- TASK TO COMPLETE
Copy out the items from the line with "Note to the class: find the black dress" to the line with "(1009, 635)", swapping "traffic cone" for "orange cone" and leaving everything else unchanged.

- GIVEN INFORMATION
──────
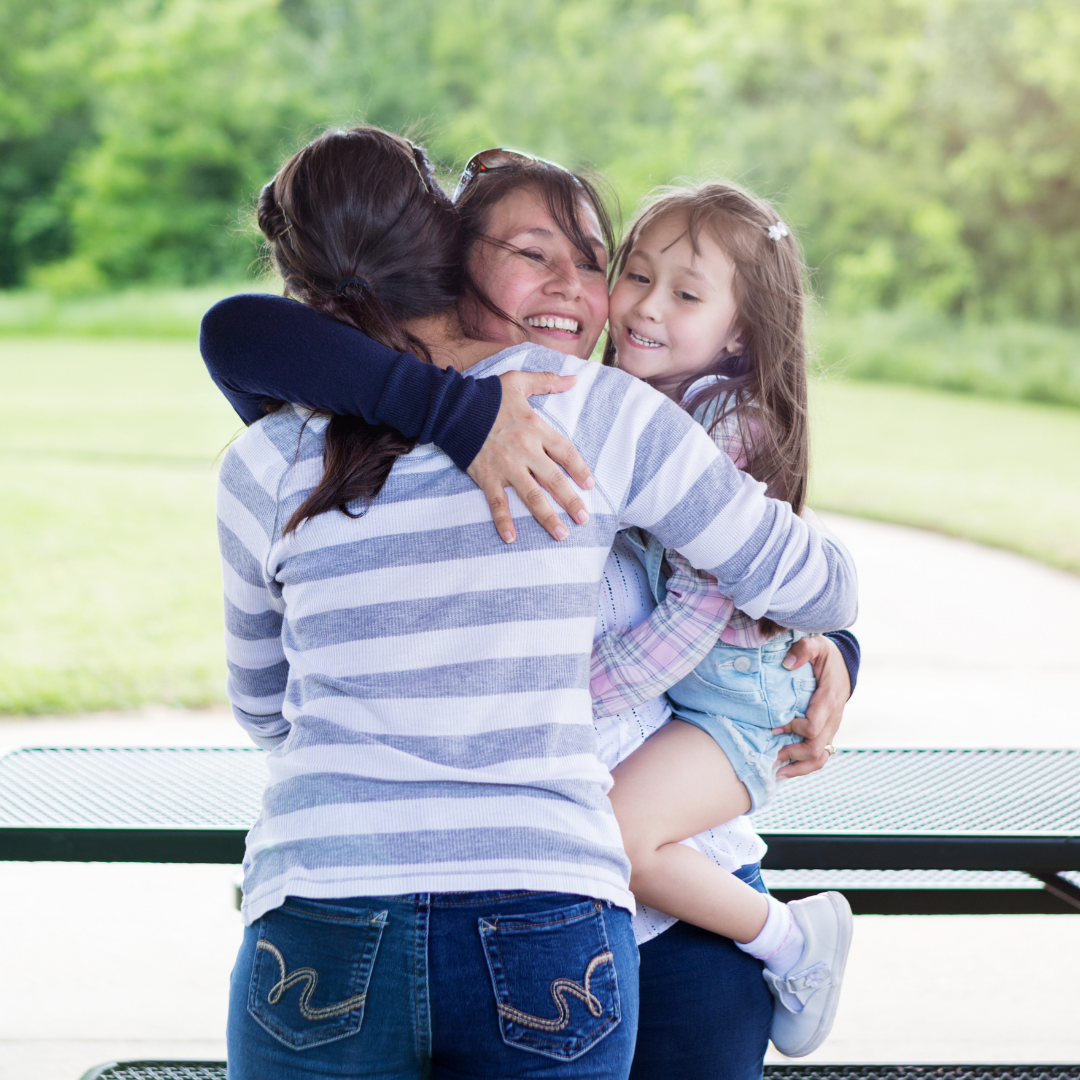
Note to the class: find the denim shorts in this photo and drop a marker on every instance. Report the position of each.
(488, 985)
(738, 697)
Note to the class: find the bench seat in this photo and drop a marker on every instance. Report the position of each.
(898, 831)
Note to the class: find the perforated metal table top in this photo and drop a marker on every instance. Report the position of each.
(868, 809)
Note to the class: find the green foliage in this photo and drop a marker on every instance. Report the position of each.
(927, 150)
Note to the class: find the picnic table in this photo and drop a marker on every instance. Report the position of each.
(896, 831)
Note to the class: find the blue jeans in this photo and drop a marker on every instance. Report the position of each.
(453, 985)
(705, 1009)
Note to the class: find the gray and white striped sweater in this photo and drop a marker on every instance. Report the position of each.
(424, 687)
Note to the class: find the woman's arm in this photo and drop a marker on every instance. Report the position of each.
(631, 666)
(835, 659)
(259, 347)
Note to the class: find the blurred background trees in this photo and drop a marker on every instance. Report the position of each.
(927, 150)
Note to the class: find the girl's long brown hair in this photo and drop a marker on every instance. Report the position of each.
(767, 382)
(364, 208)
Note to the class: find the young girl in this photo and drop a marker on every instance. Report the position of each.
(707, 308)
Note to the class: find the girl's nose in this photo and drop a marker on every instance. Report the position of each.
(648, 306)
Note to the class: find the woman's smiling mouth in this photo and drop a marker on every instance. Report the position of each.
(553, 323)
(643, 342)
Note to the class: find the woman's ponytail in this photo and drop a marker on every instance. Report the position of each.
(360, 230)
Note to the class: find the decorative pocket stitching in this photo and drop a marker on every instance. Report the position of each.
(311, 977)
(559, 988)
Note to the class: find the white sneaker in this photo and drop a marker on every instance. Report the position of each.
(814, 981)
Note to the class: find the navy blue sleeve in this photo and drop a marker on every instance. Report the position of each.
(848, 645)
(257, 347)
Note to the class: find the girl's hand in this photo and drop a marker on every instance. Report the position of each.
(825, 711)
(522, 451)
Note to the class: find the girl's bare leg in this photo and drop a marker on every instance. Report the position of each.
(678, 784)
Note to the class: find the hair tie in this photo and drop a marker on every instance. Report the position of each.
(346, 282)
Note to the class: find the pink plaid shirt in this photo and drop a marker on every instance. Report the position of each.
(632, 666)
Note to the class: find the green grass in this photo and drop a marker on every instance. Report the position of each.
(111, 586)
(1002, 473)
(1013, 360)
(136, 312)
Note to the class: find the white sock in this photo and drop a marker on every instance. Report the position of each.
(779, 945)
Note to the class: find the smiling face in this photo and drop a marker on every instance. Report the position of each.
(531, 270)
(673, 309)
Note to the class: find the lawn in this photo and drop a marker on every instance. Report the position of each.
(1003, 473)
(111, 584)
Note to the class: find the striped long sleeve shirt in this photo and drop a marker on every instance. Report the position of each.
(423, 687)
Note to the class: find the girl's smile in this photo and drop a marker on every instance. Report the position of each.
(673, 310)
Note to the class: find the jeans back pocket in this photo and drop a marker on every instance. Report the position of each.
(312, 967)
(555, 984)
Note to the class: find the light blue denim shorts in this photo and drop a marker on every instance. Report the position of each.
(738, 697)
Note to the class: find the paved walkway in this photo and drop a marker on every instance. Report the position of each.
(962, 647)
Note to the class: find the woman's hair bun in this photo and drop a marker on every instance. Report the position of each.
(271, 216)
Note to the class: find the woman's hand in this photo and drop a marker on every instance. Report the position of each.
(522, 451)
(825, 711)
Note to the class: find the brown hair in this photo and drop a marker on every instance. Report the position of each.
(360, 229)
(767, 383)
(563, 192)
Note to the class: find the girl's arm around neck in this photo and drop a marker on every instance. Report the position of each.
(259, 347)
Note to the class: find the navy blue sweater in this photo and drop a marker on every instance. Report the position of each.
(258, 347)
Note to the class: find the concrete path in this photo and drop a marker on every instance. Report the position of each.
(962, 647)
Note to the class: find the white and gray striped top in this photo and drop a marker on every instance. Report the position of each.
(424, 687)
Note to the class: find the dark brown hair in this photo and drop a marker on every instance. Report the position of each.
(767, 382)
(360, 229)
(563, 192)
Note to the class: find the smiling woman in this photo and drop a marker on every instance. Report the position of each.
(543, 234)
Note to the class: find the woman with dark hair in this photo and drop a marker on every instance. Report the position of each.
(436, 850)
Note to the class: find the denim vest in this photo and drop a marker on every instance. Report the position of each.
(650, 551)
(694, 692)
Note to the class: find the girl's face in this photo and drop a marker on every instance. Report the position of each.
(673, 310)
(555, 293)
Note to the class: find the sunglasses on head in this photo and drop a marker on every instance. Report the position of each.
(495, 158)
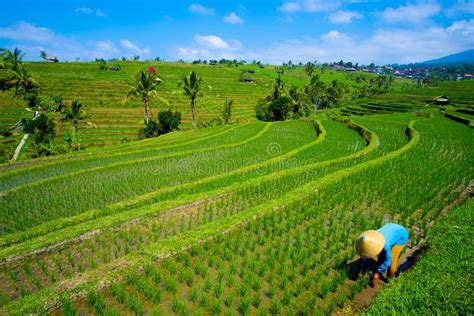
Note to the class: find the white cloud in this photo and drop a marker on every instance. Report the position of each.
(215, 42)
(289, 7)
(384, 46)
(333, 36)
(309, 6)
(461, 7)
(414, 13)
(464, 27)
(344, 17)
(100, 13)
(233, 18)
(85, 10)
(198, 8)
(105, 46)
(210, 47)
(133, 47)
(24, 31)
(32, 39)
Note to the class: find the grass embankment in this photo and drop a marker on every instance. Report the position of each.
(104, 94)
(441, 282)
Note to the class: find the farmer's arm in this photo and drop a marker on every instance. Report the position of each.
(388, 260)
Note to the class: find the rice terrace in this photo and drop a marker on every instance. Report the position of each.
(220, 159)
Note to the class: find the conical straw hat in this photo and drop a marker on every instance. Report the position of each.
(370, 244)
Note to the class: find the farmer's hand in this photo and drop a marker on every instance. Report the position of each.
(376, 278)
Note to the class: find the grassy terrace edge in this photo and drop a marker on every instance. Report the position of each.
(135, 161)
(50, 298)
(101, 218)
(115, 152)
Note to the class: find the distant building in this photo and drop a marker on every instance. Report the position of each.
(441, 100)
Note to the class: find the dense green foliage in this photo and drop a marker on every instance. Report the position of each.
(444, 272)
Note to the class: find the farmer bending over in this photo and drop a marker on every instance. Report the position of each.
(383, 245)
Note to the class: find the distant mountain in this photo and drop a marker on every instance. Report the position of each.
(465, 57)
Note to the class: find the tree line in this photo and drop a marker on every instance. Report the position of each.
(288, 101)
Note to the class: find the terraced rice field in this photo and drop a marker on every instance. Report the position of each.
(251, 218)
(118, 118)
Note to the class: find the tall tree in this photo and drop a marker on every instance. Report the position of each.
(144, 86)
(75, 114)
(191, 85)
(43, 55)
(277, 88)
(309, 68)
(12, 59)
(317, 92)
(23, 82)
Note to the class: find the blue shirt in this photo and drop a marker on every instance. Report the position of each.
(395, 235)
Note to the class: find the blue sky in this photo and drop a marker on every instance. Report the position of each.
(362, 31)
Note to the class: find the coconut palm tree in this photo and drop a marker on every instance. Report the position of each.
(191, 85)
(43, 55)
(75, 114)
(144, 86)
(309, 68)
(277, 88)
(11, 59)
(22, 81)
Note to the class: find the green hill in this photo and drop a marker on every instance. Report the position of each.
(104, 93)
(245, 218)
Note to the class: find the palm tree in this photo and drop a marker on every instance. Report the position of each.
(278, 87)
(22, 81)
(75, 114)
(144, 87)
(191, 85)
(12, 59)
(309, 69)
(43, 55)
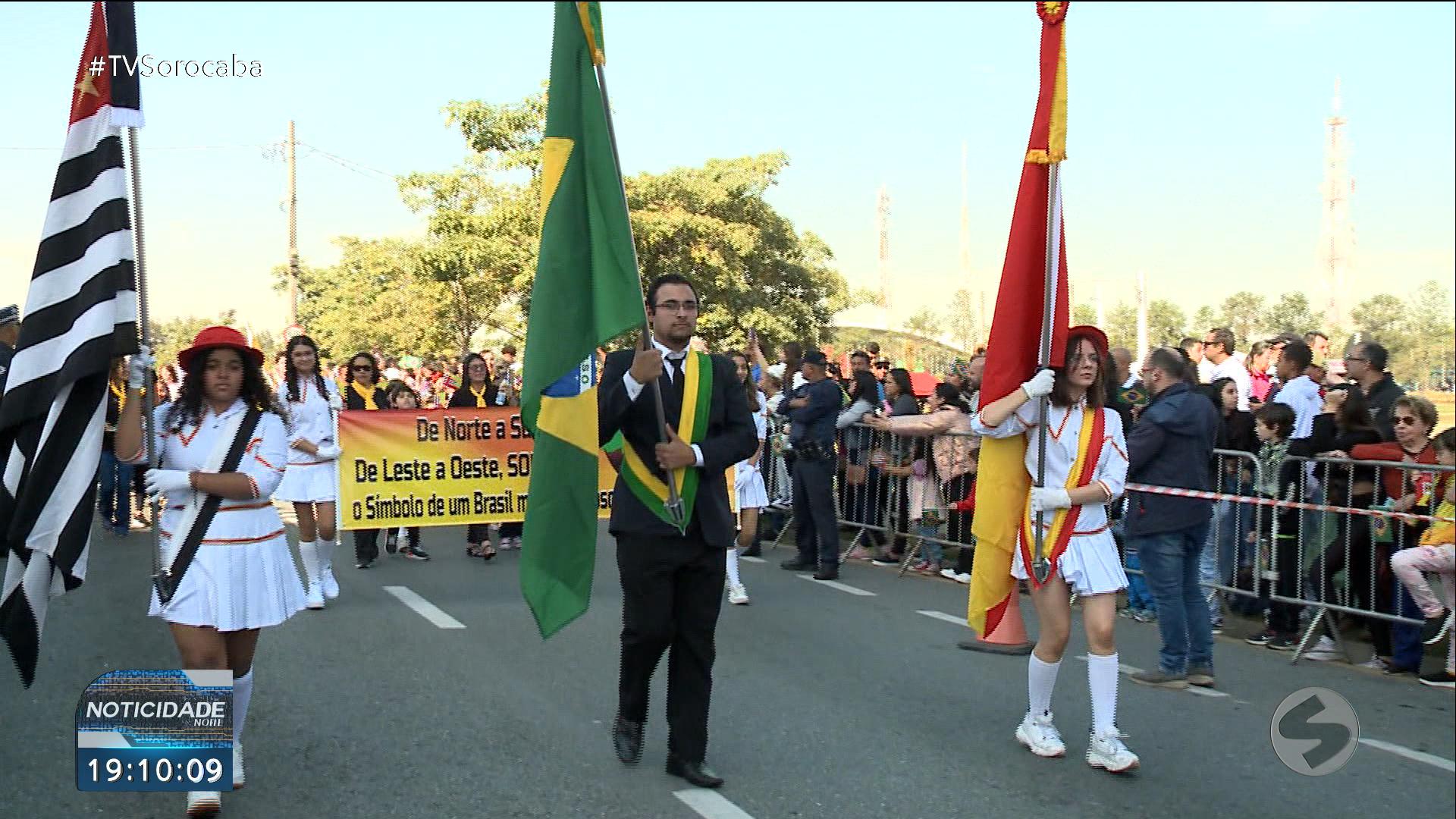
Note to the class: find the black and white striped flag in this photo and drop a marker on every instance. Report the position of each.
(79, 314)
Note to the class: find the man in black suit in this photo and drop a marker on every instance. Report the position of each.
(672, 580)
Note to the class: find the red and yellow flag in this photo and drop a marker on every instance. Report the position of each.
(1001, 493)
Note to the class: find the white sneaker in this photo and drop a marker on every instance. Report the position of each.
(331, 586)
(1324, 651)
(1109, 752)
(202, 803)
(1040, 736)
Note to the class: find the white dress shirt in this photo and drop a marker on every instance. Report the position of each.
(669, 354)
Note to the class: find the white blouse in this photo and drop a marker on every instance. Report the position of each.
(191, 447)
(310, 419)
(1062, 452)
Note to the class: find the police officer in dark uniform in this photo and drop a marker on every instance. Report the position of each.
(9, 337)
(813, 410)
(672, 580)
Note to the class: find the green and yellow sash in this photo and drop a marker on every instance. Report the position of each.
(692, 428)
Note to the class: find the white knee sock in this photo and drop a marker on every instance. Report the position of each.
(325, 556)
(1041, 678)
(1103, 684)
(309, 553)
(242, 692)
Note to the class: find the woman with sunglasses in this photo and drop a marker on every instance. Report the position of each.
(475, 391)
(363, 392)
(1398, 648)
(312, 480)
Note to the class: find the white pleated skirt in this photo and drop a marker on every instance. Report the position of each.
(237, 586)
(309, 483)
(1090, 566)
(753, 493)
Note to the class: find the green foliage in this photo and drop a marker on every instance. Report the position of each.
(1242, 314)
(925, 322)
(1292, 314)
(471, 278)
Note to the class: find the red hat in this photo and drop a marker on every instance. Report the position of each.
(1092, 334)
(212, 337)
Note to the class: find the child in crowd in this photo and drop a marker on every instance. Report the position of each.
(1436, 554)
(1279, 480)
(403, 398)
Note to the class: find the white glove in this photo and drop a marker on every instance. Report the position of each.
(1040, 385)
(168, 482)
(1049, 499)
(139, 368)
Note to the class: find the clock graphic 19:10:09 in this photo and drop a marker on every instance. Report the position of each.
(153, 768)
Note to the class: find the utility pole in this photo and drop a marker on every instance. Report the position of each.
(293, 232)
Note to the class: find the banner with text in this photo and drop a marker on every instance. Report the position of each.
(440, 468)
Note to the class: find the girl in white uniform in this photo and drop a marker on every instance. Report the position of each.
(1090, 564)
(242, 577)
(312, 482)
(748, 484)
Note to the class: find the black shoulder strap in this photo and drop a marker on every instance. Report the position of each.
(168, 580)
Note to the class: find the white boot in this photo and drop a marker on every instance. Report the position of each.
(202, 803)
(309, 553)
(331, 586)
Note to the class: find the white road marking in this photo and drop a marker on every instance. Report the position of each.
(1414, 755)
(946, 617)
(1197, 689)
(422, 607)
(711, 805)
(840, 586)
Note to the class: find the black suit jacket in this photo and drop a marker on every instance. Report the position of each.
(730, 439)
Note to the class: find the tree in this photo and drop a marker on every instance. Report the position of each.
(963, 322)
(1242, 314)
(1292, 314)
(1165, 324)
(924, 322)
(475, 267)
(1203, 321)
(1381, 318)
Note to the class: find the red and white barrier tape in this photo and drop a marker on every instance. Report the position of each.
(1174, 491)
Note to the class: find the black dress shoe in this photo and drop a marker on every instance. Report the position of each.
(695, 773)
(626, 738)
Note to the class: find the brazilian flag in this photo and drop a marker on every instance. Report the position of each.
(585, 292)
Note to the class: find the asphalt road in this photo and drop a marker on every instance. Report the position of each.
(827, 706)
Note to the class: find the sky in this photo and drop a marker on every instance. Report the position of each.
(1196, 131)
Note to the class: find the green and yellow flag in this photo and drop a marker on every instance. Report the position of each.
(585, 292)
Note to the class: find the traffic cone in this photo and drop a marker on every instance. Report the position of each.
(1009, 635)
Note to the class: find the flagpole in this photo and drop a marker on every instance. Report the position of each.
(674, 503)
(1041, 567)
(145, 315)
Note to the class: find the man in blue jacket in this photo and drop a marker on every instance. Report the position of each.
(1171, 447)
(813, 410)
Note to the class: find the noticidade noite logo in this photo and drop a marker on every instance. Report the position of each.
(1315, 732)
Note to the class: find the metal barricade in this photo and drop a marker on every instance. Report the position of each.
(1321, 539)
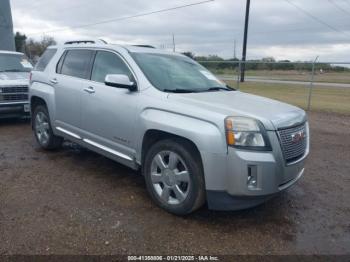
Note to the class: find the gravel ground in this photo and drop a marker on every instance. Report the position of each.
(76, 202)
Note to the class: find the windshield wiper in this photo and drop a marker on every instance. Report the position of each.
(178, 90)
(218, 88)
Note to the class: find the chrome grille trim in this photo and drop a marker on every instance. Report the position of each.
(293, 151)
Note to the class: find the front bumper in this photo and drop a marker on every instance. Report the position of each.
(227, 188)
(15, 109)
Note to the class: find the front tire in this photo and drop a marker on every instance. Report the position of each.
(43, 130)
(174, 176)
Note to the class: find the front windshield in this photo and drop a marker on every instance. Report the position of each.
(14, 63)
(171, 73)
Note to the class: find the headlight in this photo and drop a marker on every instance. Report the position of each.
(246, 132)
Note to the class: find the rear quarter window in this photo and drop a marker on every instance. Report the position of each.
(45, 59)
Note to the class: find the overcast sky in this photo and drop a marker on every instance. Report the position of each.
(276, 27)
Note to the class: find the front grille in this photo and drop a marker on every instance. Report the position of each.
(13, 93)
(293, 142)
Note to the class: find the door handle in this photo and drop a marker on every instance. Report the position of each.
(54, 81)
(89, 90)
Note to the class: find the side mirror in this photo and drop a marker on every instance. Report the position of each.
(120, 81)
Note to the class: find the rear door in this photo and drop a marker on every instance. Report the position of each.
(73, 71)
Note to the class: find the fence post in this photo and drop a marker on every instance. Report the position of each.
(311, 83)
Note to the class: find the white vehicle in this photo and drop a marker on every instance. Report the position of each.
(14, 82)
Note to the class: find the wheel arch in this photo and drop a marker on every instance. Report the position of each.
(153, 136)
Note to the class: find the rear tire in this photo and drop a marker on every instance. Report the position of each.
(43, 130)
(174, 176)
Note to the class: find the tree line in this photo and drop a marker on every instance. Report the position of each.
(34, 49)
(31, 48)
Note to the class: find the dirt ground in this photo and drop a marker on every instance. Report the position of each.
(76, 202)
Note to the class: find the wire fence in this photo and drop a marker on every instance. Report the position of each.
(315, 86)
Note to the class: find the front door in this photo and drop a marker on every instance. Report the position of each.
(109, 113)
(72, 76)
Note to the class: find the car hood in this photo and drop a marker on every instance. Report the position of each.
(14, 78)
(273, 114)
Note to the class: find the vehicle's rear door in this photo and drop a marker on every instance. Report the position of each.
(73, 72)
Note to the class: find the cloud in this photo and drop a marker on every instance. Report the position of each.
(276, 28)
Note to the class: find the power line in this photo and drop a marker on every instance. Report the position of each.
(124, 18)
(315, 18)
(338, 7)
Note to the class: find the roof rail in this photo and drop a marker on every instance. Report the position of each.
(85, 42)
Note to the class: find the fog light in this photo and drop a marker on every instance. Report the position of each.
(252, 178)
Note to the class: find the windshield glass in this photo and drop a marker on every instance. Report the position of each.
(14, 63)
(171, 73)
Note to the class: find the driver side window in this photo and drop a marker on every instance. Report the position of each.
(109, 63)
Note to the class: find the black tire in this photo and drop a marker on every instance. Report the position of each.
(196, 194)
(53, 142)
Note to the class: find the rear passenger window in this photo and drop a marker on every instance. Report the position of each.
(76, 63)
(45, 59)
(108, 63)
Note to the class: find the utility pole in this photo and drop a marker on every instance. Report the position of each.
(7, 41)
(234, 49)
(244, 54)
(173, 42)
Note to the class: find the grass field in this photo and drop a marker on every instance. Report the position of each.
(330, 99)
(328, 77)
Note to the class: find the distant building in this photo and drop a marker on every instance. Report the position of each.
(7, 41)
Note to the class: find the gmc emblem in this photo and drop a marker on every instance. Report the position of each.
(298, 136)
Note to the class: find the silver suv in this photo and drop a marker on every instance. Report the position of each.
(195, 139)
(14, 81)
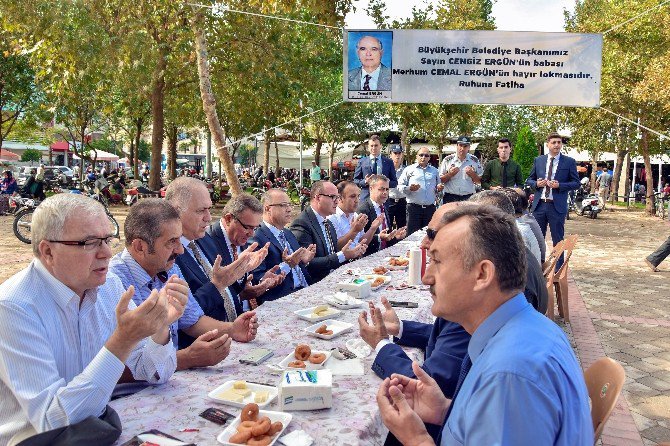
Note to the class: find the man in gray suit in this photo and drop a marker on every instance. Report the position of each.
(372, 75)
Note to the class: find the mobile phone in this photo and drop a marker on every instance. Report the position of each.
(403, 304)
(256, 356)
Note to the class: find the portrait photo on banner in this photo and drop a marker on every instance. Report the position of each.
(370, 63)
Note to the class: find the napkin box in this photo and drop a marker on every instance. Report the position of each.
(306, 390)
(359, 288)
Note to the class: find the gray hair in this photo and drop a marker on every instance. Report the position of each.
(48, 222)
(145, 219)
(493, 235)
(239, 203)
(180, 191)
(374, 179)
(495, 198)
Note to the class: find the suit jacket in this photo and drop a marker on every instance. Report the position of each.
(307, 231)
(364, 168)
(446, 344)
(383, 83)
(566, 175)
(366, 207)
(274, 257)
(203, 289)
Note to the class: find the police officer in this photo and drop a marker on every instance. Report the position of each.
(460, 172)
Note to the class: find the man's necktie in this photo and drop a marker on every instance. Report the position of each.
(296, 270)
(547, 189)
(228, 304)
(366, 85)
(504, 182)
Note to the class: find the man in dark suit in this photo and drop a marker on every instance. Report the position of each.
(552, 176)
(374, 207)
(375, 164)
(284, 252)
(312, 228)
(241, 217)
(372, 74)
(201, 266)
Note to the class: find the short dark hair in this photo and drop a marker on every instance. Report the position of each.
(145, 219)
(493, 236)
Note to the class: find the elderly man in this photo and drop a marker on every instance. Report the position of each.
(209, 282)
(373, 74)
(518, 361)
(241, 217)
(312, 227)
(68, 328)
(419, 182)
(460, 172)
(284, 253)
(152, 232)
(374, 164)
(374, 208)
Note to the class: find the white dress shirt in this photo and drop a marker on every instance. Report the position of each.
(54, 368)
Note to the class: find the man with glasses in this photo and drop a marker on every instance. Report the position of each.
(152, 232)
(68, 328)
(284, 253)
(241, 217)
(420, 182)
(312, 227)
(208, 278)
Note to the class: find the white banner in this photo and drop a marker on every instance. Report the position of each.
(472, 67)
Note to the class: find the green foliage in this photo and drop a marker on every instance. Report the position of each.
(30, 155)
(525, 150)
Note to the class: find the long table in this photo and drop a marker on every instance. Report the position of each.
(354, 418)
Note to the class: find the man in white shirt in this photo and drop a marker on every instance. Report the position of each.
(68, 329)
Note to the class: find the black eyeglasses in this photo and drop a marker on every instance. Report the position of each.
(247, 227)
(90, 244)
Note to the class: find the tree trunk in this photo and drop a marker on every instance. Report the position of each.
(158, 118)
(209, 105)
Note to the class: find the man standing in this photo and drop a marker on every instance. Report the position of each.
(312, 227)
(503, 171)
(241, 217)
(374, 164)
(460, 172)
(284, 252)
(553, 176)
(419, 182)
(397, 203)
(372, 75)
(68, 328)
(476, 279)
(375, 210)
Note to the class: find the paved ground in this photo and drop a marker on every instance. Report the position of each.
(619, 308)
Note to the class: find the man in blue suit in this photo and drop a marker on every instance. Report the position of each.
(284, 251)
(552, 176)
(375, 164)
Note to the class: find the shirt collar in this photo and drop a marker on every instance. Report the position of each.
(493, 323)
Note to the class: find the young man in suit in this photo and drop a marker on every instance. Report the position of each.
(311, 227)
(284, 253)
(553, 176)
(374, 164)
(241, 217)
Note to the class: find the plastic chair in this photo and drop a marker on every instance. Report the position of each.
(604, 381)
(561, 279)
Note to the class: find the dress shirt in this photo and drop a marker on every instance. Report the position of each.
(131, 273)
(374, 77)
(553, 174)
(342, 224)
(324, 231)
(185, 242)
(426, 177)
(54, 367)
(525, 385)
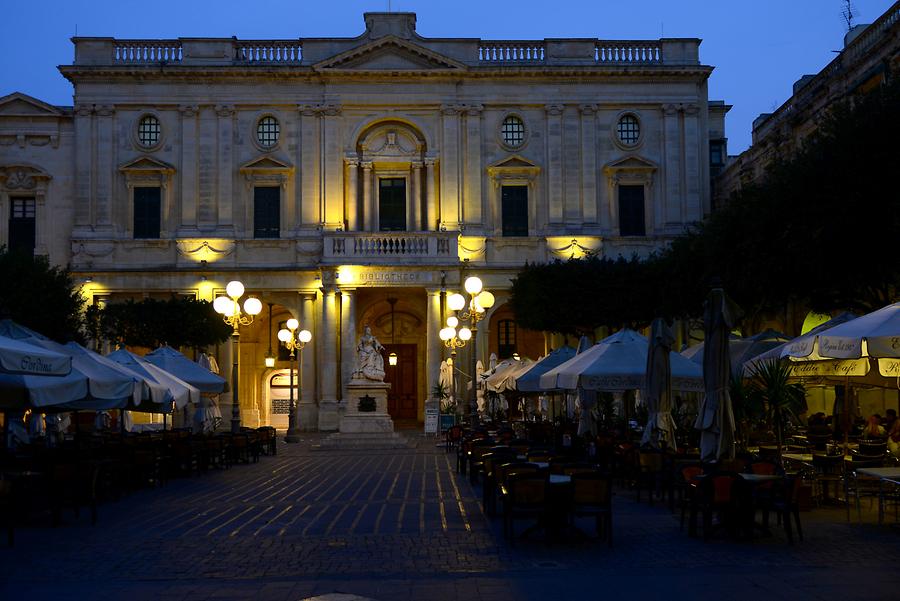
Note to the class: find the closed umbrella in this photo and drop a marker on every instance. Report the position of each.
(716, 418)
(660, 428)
──────
- TASK OUTPUT
Note to the class: find the black dress shoe in this photo and drop a marker on every instance. Report the position of each.
(695, 773)
(626, 738)
Note to the class: find the brazilian flag in this photo and drop a marker on every instance. Report the position of each.
(585, 292)
Note to the class: find the asphalt road in this photo and drop a marker on every instance. Report the position of each.
(827, 706)
Note to the class: find the sky in this photo and drop a marker on every instance. Report the position of each.
(1196, 131)
Note to the class: find the green and yellow flag in this photo and drop a marker on every instance. Report the position of each.
(585, 292)
Note to the class: find the orange cone in this photo and drop a marker on every instance. Report the position of each.
(1009, 635)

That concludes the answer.